INSTRUÇÕES DO EXERCÍCIO:
(1) Na crítica ao álbum dos The Beths, quem assina a produção do disco?
(2) Traduza para inglês esta frase da crítica ao álbum dos The Beths: "Este novo álbum é talvez o mais refinado da banda até à data."
(3) Prossiga a crítica ao álbum dos The Beths a partir da última frase apresentada.

TEXTO EM ESTUDO:
____________

Desde o lançamento de Expert in a Dying Field (2022), os The Beths cimentaram-se como mestres da jangle-pop respirada sob o signo da melancolia calorosa. Com Straight Line Was a Lie, o quarteto de Auckland não reinventa a roda, mas faz algo talvez ainda mais desafiante: altera suavemente o curso da sua identidade musical, mantendo a base melodiosa e o indie-rock vibrante, mas adicionando uma nova dimensão emocional e textural. É uma evolução que respira continuidade, mas aponta para um território mais introspectivo e expansivo.
Este novo álbum é talvez o mais refinado da banda até à data. As guitarras continuam cintilantes e os refrãos irresistíveis, mas tudo soa agora mais polido, pensado e calibrado. A produção — assinada por Jonathan Pearce — está mais meticulosa, revelando uma riqueza instrumental que recompensa audições atentas e repetidas. A escrita de Elizabeth Stokes, por sua vez, mergulha mais fundo: há vulnerabilidade crua nas reflexões sobre estado emocional, relação com o eu e tentativa de seguir em frente durante o uso de antidepressivos. O disco parece construído como uma conversa consigo mesma, partilhando dúvidas, desconfortos, redescobertas e, acima de tudo, aceitação.

____________

REGISTOS FORNECIDOS:
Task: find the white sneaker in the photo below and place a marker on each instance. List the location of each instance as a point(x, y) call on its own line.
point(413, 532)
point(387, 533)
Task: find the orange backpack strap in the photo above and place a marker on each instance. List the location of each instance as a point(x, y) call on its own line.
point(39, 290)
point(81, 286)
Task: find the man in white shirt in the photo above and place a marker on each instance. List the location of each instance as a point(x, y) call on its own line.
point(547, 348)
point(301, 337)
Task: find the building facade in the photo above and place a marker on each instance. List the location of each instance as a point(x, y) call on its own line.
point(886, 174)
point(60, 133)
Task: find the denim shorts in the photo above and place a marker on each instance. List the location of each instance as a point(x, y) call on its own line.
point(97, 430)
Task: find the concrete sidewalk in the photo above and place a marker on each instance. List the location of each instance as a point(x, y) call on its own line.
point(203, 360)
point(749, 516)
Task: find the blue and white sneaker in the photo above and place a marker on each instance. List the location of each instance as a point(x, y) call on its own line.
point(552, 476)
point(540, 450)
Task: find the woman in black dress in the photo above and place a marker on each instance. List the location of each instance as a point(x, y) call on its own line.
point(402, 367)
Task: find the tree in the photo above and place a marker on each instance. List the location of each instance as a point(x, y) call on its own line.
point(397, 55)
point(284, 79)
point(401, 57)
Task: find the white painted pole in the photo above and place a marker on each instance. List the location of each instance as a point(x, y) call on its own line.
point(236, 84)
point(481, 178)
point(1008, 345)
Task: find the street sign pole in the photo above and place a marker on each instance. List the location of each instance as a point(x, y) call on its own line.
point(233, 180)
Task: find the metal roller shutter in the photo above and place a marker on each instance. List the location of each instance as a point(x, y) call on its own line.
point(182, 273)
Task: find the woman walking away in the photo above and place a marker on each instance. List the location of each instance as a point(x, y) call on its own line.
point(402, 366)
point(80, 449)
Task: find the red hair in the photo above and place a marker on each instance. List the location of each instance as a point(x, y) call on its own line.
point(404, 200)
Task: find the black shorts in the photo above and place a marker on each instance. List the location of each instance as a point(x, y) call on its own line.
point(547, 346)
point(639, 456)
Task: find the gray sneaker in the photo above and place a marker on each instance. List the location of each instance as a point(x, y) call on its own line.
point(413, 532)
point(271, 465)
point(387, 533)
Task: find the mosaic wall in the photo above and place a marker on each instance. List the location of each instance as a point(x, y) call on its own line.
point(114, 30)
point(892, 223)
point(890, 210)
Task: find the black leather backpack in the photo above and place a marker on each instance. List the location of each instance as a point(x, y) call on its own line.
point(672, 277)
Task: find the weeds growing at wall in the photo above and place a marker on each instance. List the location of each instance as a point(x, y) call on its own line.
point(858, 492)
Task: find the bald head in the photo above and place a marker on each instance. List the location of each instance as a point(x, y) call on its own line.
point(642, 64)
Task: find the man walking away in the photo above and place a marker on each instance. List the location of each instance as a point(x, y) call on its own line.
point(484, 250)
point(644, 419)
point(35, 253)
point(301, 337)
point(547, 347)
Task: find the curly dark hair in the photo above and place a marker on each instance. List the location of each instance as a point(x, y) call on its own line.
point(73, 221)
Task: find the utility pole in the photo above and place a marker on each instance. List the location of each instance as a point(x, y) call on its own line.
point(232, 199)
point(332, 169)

____________

RESPOSTAS POR TAREFA:
(1) Jonathan Pearce.

(2) This new album is perhaps the band's most refined to date.

(3)
Não faltam momentos em que o disco se permite ser expansivo e existencial: há canções que falam de natureza, medicalização, vínculos familiares e sensação de desconexão — tudo envolto na sonoridade alegre e retro que caracteriza a banda. É essa justaposição — tristeza disfarçada de brilho pop — que torna Straight Line Was a Lie tão poderoso. A sensação de ver a vida num ciclo que nos exige reinvenção constante, em vez de progresso linear, atravessa o álbum como um fio condutor e confere-lhe coerência emocional.
A fórmula jangle continua a funcionar — aguda, precisa e infalível —, agora aliada a letras mais honestas e amadurecidas, e a composições que convidam tanto à celebração da melodia quanto à introspeção. É uma obra que mostra os The Beths entregues ao seu ofício com confiança renovada, sem perder um grama da sua essência.
No final, Straight Line Was a Lie é, acima de tudo, um disco de reconciliação com os próprios altos e baixos. É uma oferta que consegue ser poderosa e suave, confessional e acessível, inquietante e oferecida com um sorriso. Os The Beths mostram que crescer como artistas não implica perder a alma — antes alarga o seu campo sensorial, mantendo o coração a bater no centro do som.